→ **Problem statement**
In the items below, copy out verbatim the lines starting with the one containing "For every instance of the pine" and ending with the one containing "[[226, 255]]", including both of those lines.

▼▼▼

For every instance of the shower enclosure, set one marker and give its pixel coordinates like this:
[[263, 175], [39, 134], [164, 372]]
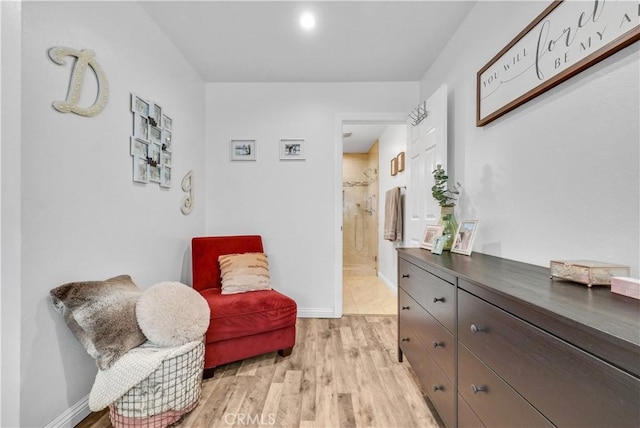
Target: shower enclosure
[[360, 213]]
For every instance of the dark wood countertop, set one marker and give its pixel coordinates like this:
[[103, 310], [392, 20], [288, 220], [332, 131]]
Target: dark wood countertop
[[594, 319]]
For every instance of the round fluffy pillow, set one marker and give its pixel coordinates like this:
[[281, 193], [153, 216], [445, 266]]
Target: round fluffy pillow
[[172, 314]]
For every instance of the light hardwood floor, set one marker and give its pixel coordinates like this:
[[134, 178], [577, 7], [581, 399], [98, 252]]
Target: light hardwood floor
[[342, 373]]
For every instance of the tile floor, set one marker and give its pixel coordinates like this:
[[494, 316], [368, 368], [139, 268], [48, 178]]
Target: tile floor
[[367, 295]]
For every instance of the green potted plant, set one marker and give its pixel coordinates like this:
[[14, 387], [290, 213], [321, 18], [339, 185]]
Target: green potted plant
[[446, 197]]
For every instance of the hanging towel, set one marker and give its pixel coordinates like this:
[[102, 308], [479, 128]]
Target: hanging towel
[[393, 215]]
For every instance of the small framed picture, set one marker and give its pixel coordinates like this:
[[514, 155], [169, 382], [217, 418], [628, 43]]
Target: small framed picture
[[140, 170], [165, 176], [155, 115], [141, 127], [463, 240], [154, 173], [292, 148], [438, 245], [394, 166], [139, 147], [139, 106], [166, 145], [166, 159], [243, 150], [167, 122], [154, 154], [155, 135], [431, 233], [400, 161]]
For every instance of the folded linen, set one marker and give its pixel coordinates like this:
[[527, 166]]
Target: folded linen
[[393, 215], [132, 368]]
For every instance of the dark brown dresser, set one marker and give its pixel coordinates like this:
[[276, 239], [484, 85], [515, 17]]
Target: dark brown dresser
[[496, 342]]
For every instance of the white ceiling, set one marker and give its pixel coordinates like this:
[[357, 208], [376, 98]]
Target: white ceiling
[[353, 41], [362, 137]]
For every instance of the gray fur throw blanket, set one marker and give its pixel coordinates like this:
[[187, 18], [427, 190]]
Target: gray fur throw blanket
[[102, 316]]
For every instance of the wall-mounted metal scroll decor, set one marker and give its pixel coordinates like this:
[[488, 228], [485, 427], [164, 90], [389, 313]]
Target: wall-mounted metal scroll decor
[[187, 201], [419, 113]]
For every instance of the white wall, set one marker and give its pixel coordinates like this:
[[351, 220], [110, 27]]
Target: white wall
[[557, 178], [82, 216], [10, 226], [292, 204], [392, 141]]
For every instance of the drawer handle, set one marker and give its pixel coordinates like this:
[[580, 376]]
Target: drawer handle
[[477, 389], [475, 328]]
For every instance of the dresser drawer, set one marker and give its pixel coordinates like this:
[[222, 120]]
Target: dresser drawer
[[494, 402], [466, 417], [432, 293], [568, 385], [438, 387], [431, 334]]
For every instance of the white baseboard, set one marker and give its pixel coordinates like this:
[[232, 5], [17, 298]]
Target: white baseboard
[[391, 285], [72, 416], [316, 313]]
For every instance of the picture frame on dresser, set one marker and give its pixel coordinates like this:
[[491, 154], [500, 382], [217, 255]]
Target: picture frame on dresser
[[465, 235], [431, 233]]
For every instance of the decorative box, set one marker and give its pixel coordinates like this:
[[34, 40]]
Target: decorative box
[[629, 287], [587, 272]]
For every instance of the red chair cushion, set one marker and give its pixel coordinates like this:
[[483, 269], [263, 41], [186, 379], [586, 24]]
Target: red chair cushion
[[244, 314]]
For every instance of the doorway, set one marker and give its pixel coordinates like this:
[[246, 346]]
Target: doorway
[[359, 290]]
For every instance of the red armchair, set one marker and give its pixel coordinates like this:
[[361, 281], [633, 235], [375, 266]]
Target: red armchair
[[242, 325]]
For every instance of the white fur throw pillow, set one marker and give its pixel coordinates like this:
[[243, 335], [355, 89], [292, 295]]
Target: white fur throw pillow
[[172, 314], [241, 273], [101, 315]]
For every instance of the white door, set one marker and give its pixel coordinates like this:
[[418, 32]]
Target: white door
[[427, 147]]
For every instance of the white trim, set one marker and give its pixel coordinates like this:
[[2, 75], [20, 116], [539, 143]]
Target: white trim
[[72, 416], [341, 119], [390, 284], [317, 313]]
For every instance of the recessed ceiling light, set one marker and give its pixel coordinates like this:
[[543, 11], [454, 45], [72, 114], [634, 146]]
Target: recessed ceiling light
[[307, 21]]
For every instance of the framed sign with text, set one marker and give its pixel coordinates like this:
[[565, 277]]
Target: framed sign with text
[[565, 39]]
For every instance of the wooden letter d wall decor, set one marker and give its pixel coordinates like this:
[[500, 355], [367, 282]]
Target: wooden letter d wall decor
[[84, 58]]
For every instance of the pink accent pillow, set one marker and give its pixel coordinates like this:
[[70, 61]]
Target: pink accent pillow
[[242, 273]]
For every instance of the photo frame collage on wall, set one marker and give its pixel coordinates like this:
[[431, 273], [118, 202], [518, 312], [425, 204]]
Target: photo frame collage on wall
[[151, 142]]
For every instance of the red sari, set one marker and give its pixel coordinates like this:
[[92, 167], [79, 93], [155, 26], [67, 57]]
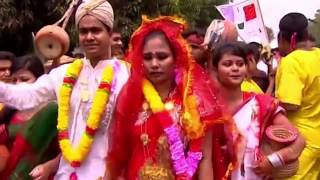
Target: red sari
[[128, 155]]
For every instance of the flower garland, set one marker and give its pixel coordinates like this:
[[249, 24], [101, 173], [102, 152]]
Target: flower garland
[[75, 156], [185, 167]]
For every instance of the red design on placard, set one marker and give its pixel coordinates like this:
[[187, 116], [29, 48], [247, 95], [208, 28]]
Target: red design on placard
[[250, 12]]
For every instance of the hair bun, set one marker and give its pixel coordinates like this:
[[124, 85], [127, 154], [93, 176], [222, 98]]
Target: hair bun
[[293, 22]]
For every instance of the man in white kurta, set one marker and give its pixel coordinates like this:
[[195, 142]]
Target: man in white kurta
[[46, 88]]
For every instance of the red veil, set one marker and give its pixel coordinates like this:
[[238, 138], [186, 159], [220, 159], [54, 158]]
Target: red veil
[[191, 80]]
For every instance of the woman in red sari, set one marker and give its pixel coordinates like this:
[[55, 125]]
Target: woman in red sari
[[258, 138], [164, 108]]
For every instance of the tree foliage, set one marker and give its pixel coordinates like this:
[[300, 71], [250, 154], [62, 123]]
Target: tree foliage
[[198, 13], [19, 18], [315, 27]]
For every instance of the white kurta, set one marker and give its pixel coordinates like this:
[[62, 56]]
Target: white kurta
[[46, 88]]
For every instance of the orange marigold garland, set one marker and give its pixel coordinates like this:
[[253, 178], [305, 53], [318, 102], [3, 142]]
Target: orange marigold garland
[[76, 155]]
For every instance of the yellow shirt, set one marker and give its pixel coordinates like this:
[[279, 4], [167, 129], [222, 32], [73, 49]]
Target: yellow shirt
[[248, 85], [298, 83]]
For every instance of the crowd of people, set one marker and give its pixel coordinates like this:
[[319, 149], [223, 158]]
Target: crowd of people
[[178, 104]]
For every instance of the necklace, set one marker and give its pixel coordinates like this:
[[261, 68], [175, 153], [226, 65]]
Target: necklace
[[75, 156], [184, 167]]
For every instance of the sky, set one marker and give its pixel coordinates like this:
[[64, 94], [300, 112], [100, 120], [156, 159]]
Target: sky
[[274, 10]]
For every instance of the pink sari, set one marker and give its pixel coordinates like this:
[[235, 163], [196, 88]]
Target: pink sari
[[250, 122]]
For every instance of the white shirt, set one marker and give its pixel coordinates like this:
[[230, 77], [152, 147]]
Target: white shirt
[[46, 89]]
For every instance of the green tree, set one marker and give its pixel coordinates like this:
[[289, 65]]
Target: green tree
[[18, 19], [198, 13], [314, 27]]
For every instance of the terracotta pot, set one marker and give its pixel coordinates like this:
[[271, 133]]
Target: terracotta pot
[[52, 41], [278, 137]]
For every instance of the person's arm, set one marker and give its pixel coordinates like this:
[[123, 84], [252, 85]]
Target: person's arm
[[43, 171], [205, 167], [290, 82], [287, 154], [293, 151], [26, 96]]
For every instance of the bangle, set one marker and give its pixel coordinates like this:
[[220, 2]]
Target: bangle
[[275, 160]]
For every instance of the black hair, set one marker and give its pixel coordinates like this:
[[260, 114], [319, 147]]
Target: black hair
[[232, 48], [6, 55], [28, 62], [294, 23], [195, 31], [162, 35]]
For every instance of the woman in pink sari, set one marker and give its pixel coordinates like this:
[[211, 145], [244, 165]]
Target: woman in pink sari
[[259, 139]]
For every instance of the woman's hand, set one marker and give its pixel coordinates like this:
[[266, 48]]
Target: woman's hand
[[264, 167], [41, 172]]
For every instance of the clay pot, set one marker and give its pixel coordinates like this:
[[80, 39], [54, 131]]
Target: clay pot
[[52, 41], [278, 137]]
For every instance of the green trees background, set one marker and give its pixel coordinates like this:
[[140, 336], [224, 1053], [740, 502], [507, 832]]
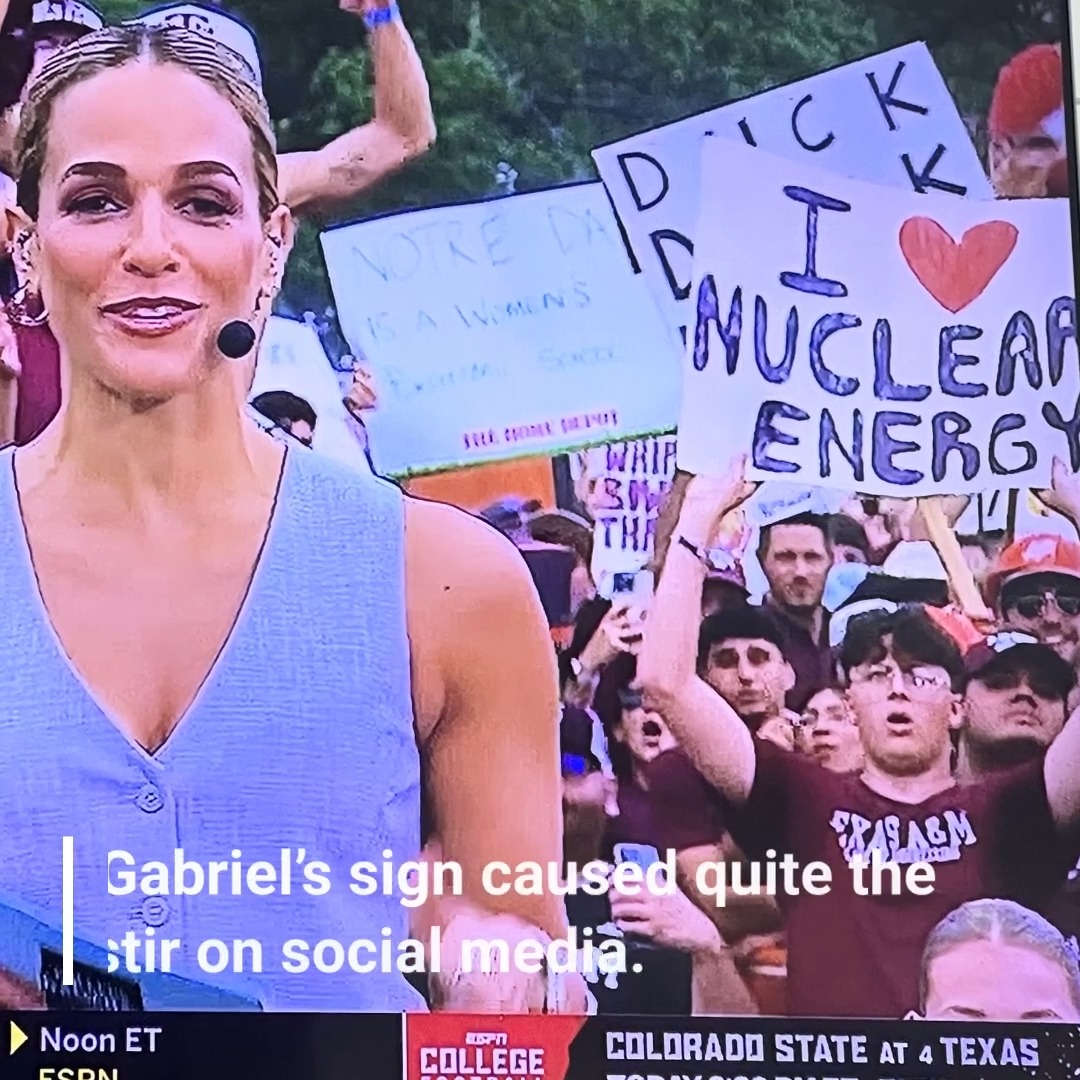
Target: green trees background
[[523, 90]]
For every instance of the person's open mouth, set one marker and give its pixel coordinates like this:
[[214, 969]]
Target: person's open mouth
[[150, 315], [900, 724]]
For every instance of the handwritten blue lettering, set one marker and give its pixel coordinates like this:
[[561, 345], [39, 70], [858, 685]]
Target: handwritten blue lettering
[[809, 281]]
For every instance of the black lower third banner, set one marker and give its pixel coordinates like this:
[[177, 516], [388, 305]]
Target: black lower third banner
[[46, 1045]]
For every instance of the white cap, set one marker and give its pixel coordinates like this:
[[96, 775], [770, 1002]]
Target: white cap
[[223, 27], [838, 624], [915, 559], [71, 13]]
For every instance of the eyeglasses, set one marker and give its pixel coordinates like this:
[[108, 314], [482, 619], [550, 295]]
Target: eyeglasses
[[1041, 685], [881, 675], [1031, 605]]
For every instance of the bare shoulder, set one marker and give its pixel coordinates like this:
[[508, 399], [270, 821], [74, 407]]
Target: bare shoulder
[[471, 606], [456, 561]]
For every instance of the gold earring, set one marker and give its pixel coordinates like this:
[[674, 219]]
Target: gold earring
[[26, 309]]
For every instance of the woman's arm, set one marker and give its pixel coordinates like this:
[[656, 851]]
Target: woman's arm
[[486, 701], [486, 691]]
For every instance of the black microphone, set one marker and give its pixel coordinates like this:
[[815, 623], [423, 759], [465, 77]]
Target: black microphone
[[235, 339]]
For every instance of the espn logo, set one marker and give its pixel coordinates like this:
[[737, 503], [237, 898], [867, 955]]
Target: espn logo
[[485, 1038]]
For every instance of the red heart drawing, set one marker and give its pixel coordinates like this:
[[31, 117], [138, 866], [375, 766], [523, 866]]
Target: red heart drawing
[[956, 274]]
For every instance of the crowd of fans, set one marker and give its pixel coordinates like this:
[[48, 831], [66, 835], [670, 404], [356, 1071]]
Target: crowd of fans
[[879, 721]]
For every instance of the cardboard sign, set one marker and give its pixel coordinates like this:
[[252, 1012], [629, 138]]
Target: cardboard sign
[[873, 339], [628, 483], [889, 119], [501, 328], [292, 358]]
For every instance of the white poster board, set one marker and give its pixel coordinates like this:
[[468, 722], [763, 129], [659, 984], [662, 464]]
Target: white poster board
[[292, 358], [873, 339], [501, 328], [889, 119], [629, 481]]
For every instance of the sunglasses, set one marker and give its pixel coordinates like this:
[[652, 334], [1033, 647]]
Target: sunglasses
[[1031, 605], [578, 765], [1042, 686]]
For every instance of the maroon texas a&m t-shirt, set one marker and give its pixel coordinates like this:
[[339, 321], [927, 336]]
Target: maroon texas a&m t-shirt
[[859, 956]]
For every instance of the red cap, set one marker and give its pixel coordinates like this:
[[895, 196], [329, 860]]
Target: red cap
[[1030, 86], [1043, 553]]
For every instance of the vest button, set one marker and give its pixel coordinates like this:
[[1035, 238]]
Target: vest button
[[149, 799], [154, 912]]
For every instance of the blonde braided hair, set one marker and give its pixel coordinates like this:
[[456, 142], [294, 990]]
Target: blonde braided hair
[[118, 45]]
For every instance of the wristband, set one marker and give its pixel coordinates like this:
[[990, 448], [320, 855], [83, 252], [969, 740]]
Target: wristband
[[381, 15], [700, 555]]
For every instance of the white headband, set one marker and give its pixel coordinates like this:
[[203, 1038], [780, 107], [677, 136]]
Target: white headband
[[223, 28]]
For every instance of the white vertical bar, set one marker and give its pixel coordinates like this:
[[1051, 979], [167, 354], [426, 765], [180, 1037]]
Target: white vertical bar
[[68, 910]]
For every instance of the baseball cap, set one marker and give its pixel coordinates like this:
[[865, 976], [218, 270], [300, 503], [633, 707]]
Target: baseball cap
[[1012, 648], [69, 14], [223, 26], [1042, 553], [510, 515], [577, 742]]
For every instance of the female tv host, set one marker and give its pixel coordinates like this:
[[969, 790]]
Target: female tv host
[[215, 644]]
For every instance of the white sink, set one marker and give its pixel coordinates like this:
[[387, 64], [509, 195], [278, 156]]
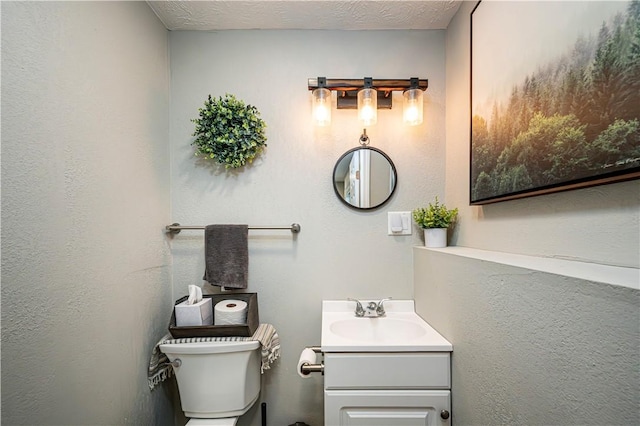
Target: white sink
[[400, 330], [387, 329]]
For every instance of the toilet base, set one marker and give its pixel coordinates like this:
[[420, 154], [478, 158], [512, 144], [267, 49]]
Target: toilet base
[[224, 421]]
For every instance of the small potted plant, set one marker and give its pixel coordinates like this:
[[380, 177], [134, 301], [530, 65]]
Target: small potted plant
[[435, 220]]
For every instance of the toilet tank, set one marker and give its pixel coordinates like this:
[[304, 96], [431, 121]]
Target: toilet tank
[[216, 379]]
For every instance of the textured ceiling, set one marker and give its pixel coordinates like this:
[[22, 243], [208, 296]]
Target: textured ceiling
[[305, 14]]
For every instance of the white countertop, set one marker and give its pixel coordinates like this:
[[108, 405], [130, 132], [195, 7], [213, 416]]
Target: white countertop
[[400, 330]]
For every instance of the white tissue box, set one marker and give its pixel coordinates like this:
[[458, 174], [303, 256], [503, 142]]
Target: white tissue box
[[200, 313]]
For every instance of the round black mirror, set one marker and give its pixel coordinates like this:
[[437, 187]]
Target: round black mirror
[[364, 178]]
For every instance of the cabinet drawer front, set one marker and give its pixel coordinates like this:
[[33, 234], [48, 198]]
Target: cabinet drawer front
[[387, 371], [384, 408]]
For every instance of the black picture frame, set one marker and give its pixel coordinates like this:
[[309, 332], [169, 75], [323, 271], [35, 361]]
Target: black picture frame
[[550, 112]]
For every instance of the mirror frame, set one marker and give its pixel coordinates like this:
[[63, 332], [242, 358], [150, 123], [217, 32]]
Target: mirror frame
[[393, 169]]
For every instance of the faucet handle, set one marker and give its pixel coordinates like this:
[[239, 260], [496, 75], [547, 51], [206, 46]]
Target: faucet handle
[[380, 308], [359, 309]]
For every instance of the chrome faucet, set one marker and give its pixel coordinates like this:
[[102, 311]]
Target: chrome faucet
[[373, 309], [380, 307], [359, 309]]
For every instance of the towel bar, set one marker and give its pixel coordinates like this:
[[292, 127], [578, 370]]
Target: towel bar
[[175, 228]]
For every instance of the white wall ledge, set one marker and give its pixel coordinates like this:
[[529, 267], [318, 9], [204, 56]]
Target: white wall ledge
[[614, 275]]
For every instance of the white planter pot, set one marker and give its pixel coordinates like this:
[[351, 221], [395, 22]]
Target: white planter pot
[[435, 237]]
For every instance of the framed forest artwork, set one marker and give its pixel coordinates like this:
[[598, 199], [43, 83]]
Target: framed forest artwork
[[555, 96]]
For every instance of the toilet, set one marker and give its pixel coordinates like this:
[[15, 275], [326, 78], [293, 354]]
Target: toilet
[[218, 381]]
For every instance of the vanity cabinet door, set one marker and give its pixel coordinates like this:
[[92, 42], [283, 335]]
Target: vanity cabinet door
[[387, 408]]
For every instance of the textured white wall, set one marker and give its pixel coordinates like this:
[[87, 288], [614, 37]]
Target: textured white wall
[[599, 224], [532, 347], [85, 195], [340, 252]]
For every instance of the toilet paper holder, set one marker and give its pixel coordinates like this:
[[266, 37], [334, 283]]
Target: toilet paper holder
[[307, 368]]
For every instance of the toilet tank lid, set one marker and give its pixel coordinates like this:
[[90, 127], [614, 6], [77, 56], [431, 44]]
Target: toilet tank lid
[[209, 347]]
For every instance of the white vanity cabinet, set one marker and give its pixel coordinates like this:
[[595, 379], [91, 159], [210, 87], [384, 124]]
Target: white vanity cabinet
[[387, 389], [388, 370]]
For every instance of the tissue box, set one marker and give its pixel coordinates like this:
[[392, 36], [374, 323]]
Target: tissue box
[[243, 330], [200, 313]]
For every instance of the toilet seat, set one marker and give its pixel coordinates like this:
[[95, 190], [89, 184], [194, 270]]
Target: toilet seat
[[225, 421]]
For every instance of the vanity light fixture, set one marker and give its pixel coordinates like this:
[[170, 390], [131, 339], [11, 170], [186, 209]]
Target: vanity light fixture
[[322, 103], [367, 95], [413, 104], [368, 103]]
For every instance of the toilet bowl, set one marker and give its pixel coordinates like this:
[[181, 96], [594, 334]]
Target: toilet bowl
[[217, 381]]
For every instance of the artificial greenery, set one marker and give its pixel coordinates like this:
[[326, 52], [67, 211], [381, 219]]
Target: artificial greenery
[[435, 216], [229, 132]]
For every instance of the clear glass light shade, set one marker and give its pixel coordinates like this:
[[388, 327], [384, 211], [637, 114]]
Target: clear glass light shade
[[412, 107], [322, 106], [368, 106]]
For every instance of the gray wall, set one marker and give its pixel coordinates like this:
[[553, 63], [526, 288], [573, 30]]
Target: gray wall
[[85, 194], [532, 347], [340, 252]]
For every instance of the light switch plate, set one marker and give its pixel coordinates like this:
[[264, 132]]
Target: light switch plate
[[397, 220]]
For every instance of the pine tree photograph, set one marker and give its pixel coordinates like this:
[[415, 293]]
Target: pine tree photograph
[[555, 96]]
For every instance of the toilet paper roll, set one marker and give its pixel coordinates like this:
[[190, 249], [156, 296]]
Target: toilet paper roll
[[230, 312], [308, 356]]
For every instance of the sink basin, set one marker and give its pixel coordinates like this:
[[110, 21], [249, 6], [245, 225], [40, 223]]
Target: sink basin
[[400, 330], [387, 329]]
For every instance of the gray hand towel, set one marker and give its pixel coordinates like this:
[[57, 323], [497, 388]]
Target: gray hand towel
[[226, 255]]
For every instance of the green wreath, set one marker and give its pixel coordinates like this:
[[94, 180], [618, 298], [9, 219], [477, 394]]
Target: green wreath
[[229, 132]]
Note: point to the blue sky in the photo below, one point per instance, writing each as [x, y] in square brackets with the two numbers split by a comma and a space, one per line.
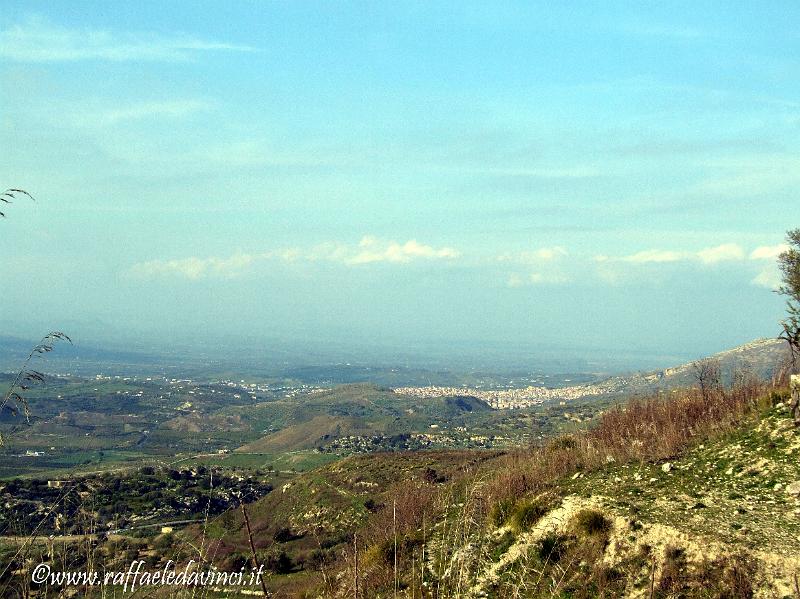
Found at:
[616, 176]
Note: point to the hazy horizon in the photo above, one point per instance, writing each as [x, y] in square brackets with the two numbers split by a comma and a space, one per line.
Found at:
[609, 178]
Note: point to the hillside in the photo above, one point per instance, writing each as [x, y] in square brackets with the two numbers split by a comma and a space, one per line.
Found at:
[690, 496]
[357, 410]
[758, 358]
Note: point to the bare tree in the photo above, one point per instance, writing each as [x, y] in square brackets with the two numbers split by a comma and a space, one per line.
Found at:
[8, 196]
[708, 374]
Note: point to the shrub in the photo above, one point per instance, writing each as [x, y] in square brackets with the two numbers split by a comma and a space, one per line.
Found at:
[528, 513]
[553, 547]
[500, 512]
[592, 523]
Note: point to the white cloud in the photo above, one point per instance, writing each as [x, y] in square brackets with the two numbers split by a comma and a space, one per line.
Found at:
[195, 268]
[647, 256]
[713, 255]
[769, 278]
[40, 41]
[721, 253]
[537, 278]
[372, 249]
[545, 254]
[369, 250]
[144, 110]
[768, 252]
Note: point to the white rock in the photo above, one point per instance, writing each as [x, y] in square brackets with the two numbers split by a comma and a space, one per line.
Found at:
[793, 488]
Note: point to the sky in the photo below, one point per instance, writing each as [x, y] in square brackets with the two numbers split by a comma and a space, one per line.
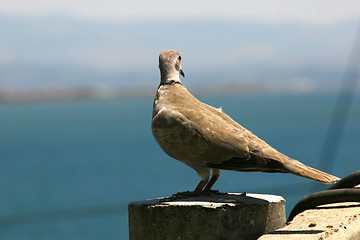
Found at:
[110, 43]
[314, 12]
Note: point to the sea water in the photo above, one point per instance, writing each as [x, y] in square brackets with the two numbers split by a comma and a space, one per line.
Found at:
[69, 169]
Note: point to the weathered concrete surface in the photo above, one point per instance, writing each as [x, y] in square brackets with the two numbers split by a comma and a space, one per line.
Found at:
[230, 216]
[327, 222]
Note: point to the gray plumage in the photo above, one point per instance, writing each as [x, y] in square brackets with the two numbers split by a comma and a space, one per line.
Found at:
[205, 138]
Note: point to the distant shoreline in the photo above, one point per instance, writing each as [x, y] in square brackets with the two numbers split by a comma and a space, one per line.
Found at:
[75, 94]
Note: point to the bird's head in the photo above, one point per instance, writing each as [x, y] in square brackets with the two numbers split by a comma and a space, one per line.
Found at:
[170, 67]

▲▲▲

→ **Solution to this task**
For every instance of the pine tree photograph, set one marker and give its pixel coordinates like this:
[[415, 293]]
Target: pine tree photograph
[[555, 96]]
For every instance of the toilet paper roll, set one marker and give its pixel coordinates like this:
[[190, 249], [156, 296]]
Target: toilet paper roll
[[230, 312], [308, 356]]
For every instance of the sink basin, set one marker and give its pixel coordinates like this:
[[110, 21], [249, 6], [245, 225], [40, 223]]
Target: sink basin
[[400, 330], [387, 329]]
For every instance of the gray hand towel, set one marker and give its pixel coordinates like this:
[[57, 323], [497, 388]]
Target: gray hand towel
[[226, 255]]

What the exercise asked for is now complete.